**Instructions to follow:**
Without altering anything, repeat each of the records.

**Task data:**
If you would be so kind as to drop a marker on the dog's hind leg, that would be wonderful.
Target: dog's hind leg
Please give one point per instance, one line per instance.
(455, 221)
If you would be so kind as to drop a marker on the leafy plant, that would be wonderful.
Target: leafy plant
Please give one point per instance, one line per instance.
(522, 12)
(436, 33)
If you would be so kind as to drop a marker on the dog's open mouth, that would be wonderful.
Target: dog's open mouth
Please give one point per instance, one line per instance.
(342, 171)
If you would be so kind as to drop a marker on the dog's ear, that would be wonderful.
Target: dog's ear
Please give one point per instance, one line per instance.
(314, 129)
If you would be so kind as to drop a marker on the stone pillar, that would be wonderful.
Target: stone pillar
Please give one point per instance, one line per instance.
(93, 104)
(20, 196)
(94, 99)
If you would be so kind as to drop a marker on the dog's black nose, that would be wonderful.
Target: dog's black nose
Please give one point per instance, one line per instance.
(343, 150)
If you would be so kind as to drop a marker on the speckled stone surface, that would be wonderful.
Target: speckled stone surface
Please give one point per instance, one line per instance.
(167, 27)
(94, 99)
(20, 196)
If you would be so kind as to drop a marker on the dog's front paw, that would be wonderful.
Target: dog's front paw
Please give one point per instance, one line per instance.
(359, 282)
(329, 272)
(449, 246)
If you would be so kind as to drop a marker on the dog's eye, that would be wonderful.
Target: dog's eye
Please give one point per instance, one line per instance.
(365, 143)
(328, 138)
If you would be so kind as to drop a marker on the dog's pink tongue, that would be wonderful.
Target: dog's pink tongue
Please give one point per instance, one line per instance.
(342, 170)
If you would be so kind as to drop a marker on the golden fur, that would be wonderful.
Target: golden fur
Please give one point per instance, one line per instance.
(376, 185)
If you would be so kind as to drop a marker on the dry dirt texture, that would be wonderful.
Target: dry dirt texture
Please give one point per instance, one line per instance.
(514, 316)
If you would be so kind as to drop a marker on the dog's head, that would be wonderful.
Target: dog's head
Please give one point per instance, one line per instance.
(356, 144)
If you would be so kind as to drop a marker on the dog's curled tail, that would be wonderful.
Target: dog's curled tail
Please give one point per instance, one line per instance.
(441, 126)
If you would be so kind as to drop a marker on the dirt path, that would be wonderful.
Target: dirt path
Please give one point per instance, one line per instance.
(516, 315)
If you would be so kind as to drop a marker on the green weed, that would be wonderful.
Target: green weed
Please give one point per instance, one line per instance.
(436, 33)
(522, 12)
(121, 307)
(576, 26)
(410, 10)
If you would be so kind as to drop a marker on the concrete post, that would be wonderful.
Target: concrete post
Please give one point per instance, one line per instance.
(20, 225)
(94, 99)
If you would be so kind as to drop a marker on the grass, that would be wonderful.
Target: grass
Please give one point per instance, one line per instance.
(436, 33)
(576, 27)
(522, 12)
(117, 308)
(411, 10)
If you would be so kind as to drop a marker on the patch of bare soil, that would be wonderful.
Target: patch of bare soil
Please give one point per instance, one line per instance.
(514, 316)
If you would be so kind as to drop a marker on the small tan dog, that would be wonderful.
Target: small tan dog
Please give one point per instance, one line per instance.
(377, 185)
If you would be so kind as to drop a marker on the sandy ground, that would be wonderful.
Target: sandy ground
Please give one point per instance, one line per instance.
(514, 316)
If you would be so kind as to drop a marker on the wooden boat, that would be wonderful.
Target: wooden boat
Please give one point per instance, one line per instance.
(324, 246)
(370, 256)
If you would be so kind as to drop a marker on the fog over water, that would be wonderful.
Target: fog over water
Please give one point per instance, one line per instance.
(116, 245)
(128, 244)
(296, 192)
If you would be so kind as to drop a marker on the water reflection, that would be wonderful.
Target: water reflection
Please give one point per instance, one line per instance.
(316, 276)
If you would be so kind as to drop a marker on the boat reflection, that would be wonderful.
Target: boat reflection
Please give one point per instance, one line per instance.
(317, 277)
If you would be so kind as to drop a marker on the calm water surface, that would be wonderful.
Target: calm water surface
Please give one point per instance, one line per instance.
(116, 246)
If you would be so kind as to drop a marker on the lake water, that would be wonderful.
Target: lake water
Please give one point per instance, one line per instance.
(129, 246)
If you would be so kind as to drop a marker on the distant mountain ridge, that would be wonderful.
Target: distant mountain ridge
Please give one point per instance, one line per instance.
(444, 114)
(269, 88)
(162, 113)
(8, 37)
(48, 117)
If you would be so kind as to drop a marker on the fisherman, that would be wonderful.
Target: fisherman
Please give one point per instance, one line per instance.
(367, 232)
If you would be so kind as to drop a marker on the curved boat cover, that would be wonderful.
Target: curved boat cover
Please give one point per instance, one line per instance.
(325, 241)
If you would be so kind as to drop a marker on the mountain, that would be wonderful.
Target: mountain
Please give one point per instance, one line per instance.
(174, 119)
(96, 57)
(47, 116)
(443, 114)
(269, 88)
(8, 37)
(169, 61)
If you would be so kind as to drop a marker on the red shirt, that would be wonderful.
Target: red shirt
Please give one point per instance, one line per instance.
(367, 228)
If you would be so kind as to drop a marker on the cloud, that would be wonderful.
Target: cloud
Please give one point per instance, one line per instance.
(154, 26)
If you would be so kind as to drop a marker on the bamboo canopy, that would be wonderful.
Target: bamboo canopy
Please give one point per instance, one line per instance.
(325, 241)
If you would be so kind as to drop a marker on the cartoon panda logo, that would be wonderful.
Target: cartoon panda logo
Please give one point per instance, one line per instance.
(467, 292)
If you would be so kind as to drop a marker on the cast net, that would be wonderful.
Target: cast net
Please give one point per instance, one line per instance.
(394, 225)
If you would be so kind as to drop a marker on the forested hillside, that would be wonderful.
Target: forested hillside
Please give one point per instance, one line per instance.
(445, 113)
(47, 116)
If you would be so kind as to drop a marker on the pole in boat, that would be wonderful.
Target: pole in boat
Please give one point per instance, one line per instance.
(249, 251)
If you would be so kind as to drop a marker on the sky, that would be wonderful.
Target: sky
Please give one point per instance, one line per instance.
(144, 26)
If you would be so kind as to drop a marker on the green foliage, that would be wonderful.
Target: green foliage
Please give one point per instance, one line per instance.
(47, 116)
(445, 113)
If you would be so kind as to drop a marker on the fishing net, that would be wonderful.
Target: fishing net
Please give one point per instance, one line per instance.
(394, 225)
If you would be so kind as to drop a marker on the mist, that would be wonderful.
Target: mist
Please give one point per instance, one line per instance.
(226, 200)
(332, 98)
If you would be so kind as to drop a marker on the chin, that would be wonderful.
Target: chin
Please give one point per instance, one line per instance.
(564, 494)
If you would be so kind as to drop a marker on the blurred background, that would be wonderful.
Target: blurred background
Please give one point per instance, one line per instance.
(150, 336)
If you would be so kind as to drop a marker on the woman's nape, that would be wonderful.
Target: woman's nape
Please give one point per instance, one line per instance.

**Output for this task:**
If you would be so kind as to drop a marker on the dog's hind leg, that would be wonderful.
Target: dog's hind leg
Please give one point per instance, one line per instance.
(455, 221)
If you would be so kind as to drop a marker on the leafy plant, that would be wonderful.
Target: leafy plant
Please give one point per instance, one line per instance.
(522, 12)
(436, 33)
If you would be so kind as to drop a marker on the dog's open mouth, that would be wonderful.
Target: dog's open mouth
Please give one point per instance, one line per instance.
(342, 171)
If you would be so kind as to drop a marker on the dog's ear, that would be wonderful.
Target: dog's ear
Please give one point per instance, one line per instance.
(314, 129)
If you would be so kind as to drop a marker on the stone pillar, that would be wonderful.
Target: stone pillar
Please give one point per instance, one line per instance.
(93, 104)
(20, 196)
(94, 99)
If you would be so kind as to drop a marker on the dog's black nose, that would be wonderful.
Target: dog's black nose
Please give one point per instance, one line per instance.
(343, 150)
If you would be so kind as to drop a marker on the speckled stone surface, that would be wonderful.
Target: speckled stone surface
Please give one point per instance, one line per instance.
(167, 27)
(94, 99)
(20, 196)
If you would be so kind as to drop a marker on the dog's front paw, that would be wonderful.
Target: dog's front paw
Please give one point per instance, one line per instance.
(359, 282)
(329, 272)
(449, 246)
If you would be so kind as to drop a marker on the dog's eye, that would be wonderful.
Target: dog's eye
Please give one point per instance, one line per instance.
(365, 143)
(328, 138)
If you would be so kind as to drop a marker on the dog's pink tongue, that would be wonderful.
Target: dog's pink tongue
Please give one point per instance, one line per instance.
(342, 170)
If you would be so kind as to drop a marker on the golden fur, that would be wonderful.
Target: golden fur
Please give one point per instance, one line per instance.
(376, 185)
If you would be so kind as to drop a marker on the dry dirt texture, that would be wonderful.
Target: dry dirt texture
Please give one point per instance, one line per instance.
(514, 316)
If you would be so kind as to drop a marker on the dog's head, that would be wonderful.
Target: dog's head
Please give one point per instance, one line per instance.
(356, 144)
If you would be so kind as to drop a marker on the dog's curled tail, that would be wonderful.
Target: dog's curled tail
Please give one point per instance, one line per instance.
(441, 126)
If you would be so kind as to drop a marker on the dirt path, that would be wonderful.
Target: dirt path
Please give one point per instance, one line per instance.
(516, 315)
If you would be so kind as to drop a marker on the green weed, that would be wonderful.
Target: green weed
Please give one point per instance, one line per instance.
(436, 33)
(522, 12)
(121, 307)
(576, 26)
(410, 10)
If you would be so kind as to drop a marker on the concrete post, that would be wonderful.
Target: concrete post
Please give one point per instance, one line per instance.
(20, 225)
(94, 99)
If you would be so kind as to drop a marker on the grass, that would be wonderful.
Target: grass
Please give one point per instance, one line per instance.
(436, 33)
(576, 27)
(522, 12)
(117, 308)
(411, 10)
If you would be so kind as to drop a marker on the patch of bare soil, that would be wonderful.
Target: patch of bare soil
Please give one point per instance, one line per instance.
(514, 316)
If you would be so kind as to drop a marker on the small tan dog, that would be wonderful.
Target: small tan dog
Please give one point per instance, one line per instance.
(377, 185)
If you would be so kind as to drop a marker on the sandy ground, that would be wonderful.
Target: sandy ground
Please give one point per instance, one line per instance.
(514, 316)
If you would be so kind as to drop a marker on the wooden boat, that would be wonderful.
Target: wooden boat
Please give one point per instance, one line per instance.
(324, 246)
(370, 256)
If you would be so kind as to drop a marker on the fog over water, that would be wonderful.
Target: fog over water
Please give one point per instance, one line per instance.
(116, 245)
(128, 244)
(296, 192)
If you would be so kind as to drop a marker on the water reflection, that would be wonderful.
Target: water reflection
Please give one point per instance, one line per instance.
(316, 276)
If you would be so kind as to drop a marker on the boat reflection, that would be wonderful.
Target: boat reflection
Please give one point per instance, one line per instance.
(317, 277)
If you would be so kind as to drop a marker on the calm water surface, that would be wonderful.
Target: calm water surface
Please give one point per instance, one line per instance.
(116, 246)
If you would be so kind as to drop a marker on the lake water, that would be wonderful.
Target: lake water
Please give one point per instance, one line per instance.
(129, 246)
If you would be so kind as to drop a marker on the distant mountain ridge, that would be wonderful.
Target: distant mountain ridge
Please give one point per instance, one line per instance.
(444, 114)
(269, 88)
(162, 113)
(8, 37)
(48, 117)
If you would be so kind as to drop a marker on the fisherman, that would be wonderful.
Target: fisherman
Please give one point per instance, one line per instance.
(367, 232)
If you would be so kind as to drop a marker on the curved boat cover, that would be wonderful.
Target: curved boat cover
Please give one point per instance, one line per instance.
(325, 241)
If you would be so kind as to drop a marker on the mountain, that would be wonderful.
Target: mountain
Please give one point per instance, one line per instance.
(174, 119)
(96, 57)
(47, 116)
(443, 114)
(269, 88)
(8, 37)
(169, 61)
If you would be so kind as to drop a marker on the red shirt, that would be wonderful.
Target: red shirt
Please give one point per instance, one line per instance.
(367, 228)
If you would be so kind as to drop a marker on the cloud, that would be wonderful.
Target: cloud
Please give one point per instance, one line per instance.
(154, 26)
If you would be so kind as to drop a marker on the bamboo canopy, that would be wonderful.
Target: bamboo canopy
Please give one point per instance, one line per instance.
(325, 241)
If you would be so kind as to drop a marker on the cartoon panda logo, that would be wonderful.
Target: cartoon panda logo
Please give one point per instance, one line per instance.
(467, 292)
If you would be so kind as to drop a marker on the cast net, that would be wonderful.
Target: cast net
Please give one point per instance, one line per instance.
(394, 225)
If you would be so kind as to drop a marker on the forested hillside, that would be wonderful.
Target: forested hillside
Please give one point per instance, one line per instance.
(445, 113)
(47, 116)
If you would be so kind as to drop a marker on the pole in boat, that would be wonderful.
Target: pole in boat
Please give one point per instance, one line per instance.
(249, 251)
If you would be so kind as to drop a marker on the sky, that would be wonderful.
Target: sky
Please give one point per instance, one line per instance.
(144, 26)
If you would be so kind as to drop a marker on the green foliage, that would be wonderful.
Target: green foliage
Please give one point per instance, one line per instance.
(47, 116)
(445, 113)
If you would be so kind as to drop a marker on the fishing net, that would be wonderful.
Target: fishing net
Please give one point per instance, one line per instance.
(394, 225)
If you would be so kind as to drop a marker on the mist, that would be wonderful.
Target: mist
Please give one point per instance, one line per instance.
(226, 200)
(332, 98)
If you would be so kind as to drop a marker on the chin, that would be wonderful.
Target: chin
Please give one point per instance, one line per instance.
(564, 494)
If you would be so kind as to drop a marker on the blurred background, that would be wonderful.
Target: blurred background
Please give one point per instance, one line per instance.
(150, 336)
If you would be so kind as to drop a marker on the woman's nape, that would be wonderful.
Target: woman's nape
Please give one point per instance, one line per instance.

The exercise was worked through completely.